# QUOTED TEXT start
Talbot Mundy in The Chapel of the Abyss (augustus 2023)

Besprekingen

A very creditable book, Talbot Mundy's Om: The Secret of Ahbor Valley is nevertheless hard to quantify. An inspiration for James Hilton's Lost Horizon, which was released nearly a decade later and is one of my favourite novels, Om follows the improbably-named protagonist Cottswold Ommony in British India in the 1920s, as he sets out to discover a mystical hidden valley and learn its secrets, not least that of the 'Jade of Ahbor' gemstone, of which he has encountered a stolen fragment. Throughout this story, Mundy laces his narrative heavily with spiritual and philosophical digressions, all of which are robust and a rung deeper than your usual East-meets-West mysticism.

Om exists in two worlds, and this shifting foundation is perhaps why I found it difficult to love, for all its qualities. It recalls Kim, a novel I did not like, but while it has one hand in the past in echoing Kipling's story, it also reaches out to the future, not only in suggesting the path which Hilton would later follow in Lost Horizon, but acknowledging the challenges of the coming years. "The men of the West are studying the construction of the atom, and have guessed at the force imprisoned in it," Mundy writes here, in 1924, more than two decades before Hiroshima. "Wait until they have learned how to explode the atom, and then see what they will do to one another" (pg. 363). Adventure stories rarely have this depth of wisdom, this metaphysical underpinning, and Mundy's is a genuine depth. Each chapter begins, Dune-like, with excerpts from a fictional Lama's book of teachings, and Mundy's professed following of Theosophy finds great airing through the characters' dialogue throughout. Many won't like philosophy mixed in with their fiction-reading, but for thoughtful and intelligent readers there is much to ponder here and the ideas are a fine complement to the story.

However, while the philosophical side is sound, the adventure story itself is found wanting. Mundy's characterisation of Ommony lacks the inner spiritual wanderlust which made Hilton's later protagonist Conway so relatable (even though 'Ommony' is surely meant to hint at 'Om', the meditative word). The underlying mystery of how Ommony's sister went missing in the Ahbor valley some years earlier is poorly-seeded and almost an after-thought. Characters leave the story when they are no longer convenient, rather than when their arcs are completed. After a promising start, with action, intrigue and exotic mystery, the story starts to drag: rather than heading out on a ripping adventure, Ommony becomes part of a kind of travelling circus which puts on a transcendental play in the villages it passes. The reader's interest fizzles out and when we finally arrive at our mystical valley of Ahbor, we've been off the tracks for so long we've forgotten why we were headed there.
# QUOTED TEXT end
EXERCISE DESCRIPTION - Rewrite the book review from "A very creditable" up to and including "usual East-meets-West mysticism.", putting "jewel" in place of "gemstone". The lines that come next have no connection to the book review.
# MATERIAL PROVIDED start
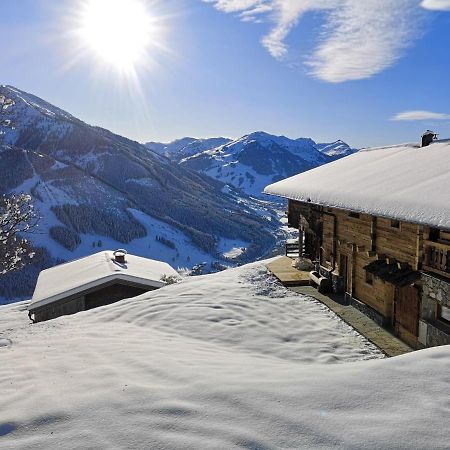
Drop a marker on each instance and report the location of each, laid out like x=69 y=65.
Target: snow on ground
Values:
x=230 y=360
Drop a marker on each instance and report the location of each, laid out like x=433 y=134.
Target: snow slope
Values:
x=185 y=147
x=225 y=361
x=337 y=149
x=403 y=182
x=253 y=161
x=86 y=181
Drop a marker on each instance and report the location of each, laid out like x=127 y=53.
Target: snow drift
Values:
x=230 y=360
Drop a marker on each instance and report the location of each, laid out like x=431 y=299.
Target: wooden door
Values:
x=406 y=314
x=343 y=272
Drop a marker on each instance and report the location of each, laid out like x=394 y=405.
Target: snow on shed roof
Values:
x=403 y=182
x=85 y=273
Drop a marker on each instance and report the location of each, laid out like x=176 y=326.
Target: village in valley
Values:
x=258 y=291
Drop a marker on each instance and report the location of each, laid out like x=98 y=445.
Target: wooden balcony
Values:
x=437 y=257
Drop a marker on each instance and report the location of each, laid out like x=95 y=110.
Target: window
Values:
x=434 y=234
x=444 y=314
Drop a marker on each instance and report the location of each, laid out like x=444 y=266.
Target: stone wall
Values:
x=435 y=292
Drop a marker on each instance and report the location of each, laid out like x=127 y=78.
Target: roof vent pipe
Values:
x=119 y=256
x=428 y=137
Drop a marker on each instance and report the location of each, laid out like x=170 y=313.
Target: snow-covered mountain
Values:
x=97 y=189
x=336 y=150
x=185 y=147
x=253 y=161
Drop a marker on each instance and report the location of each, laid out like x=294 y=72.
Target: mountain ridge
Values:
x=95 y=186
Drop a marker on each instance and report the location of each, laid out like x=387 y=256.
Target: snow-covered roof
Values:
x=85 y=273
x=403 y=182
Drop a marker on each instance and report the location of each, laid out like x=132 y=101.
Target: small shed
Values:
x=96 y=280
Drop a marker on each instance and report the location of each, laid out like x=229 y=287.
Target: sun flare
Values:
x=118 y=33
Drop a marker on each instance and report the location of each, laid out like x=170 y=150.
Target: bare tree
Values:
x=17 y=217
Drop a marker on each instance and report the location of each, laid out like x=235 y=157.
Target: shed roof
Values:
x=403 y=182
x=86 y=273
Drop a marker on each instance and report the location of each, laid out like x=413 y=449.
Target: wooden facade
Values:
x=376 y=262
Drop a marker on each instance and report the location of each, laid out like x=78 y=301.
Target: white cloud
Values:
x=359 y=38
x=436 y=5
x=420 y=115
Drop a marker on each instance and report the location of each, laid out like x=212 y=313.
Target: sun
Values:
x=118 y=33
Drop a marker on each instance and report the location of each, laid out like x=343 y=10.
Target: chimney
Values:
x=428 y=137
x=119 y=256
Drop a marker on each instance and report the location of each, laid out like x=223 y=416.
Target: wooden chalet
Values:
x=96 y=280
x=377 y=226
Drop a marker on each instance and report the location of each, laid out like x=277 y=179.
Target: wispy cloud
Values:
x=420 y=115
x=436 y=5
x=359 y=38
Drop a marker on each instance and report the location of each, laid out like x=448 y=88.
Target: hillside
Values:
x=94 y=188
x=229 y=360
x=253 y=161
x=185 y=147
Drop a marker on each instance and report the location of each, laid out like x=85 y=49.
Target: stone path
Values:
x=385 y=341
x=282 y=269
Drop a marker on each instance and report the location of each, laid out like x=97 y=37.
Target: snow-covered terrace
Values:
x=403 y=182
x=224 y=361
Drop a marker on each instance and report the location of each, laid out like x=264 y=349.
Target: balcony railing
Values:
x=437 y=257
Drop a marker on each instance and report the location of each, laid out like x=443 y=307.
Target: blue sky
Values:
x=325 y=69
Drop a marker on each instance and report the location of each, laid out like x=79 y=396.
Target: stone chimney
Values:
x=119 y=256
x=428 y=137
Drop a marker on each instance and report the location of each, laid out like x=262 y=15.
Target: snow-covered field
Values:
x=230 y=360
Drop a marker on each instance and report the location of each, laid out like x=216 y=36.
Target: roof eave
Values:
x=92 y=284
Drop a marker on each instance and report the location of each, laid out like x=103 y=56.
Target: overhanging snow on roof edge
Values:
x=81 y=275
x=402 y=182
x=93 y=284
# MATERIAL PROVIDED end
# MATERIAL PROVIDED start
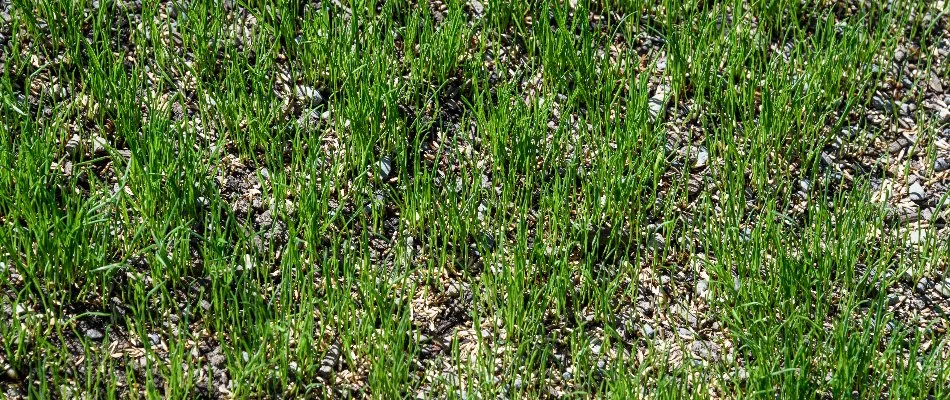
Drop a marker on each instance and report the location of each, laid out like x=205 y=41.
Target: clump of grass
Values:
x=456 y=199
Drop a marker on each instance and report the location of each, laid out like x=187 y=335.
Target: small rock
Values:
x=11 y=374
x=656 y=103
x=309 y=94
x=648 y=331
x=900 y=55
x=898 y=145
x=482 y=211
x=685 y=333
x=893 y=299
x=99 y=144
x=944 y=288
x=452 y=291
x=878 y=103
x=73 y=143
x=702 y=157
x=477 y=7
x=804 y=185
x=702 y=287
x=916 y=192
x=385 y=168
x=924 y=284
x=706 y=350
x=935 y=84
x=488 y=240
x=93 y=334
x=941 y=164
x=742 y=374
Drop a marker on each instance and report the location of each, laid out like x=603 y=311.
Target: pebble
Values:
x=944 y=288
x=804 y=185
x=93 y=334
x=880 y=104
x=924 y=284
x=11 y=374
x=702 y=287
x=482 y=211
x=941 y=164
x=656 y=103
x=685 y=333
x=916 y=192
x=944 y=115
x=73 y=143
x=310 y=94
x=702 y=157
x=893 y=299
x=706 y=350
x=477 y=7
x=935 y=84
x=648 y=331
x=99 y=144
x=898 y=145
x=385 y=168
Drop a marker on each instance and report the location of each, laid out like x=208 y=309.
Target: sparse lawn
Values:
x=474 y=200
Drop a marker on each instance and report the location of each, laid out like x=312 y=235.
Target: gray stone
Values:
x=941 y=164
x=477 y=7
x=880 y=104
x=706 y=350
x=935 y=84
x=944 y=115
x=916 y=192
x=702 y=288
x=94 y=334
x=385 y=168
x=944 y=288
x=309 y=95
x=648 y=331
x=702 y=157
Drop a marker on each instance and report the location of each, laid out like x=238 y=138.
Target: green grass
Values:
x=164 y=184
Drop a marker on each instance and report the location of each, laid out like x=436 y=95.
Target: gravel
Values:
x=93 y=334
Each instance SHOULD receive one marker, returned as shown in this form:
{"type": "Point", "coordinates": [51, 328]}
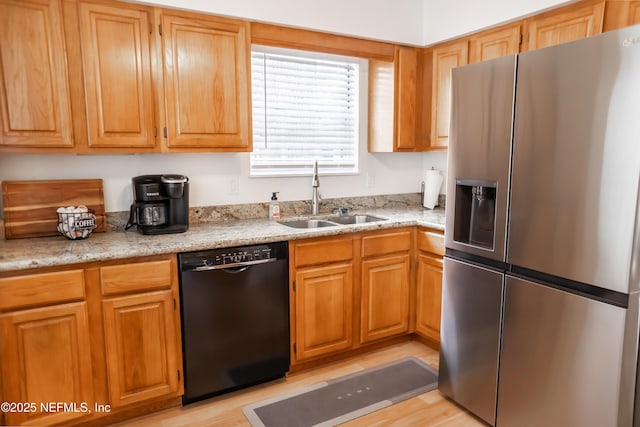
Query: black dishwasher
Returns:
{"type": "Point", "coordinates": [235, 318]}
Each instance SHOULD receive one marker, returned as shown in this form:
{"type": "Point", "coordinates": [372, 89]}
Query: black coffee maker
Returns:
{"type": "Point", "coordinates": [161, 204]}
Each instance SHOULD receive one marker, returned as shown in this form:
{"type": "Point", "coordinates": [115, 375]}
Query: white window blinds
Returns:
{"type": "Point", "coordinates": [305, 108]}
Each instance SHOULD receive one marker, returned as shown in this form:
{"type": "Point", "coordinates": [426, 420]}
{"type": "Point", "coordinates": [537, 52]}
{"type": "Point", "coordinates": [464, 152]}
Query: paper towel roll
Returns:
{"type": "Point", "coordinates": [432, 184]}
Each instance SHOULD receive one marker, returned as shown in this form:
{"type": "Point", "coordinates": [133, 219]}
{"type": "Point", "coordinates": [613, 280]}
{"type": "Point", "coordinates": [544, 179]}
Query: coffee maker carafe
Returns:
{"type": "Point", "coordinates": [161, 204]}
# MATERIAL PROVIDED end
ANSWER FOR THIS EXERCISE -
A very creditable book, Talbot Mundy's Om: The Secret of Ahbor Valley is nevertheless hard to quantify. An inspiration for James Hilton's Lost Horizon, which was released nearly a decade later and is one of my favourite novels, Om follows the improbably-named protagonist Cottswold Ommony in British India in the 1920s, as he sets out to discover a mystical hidden valley and learn its secrets, not least that of the 'Jade of Ahbor' jewel, of which he has encountered a stolen fragment. Throughout this story, Mundy laces his narrative heavily with spiritual and philosophical digressions, all of which are robust and a rung deeper than your usual East-meets-West mysticism.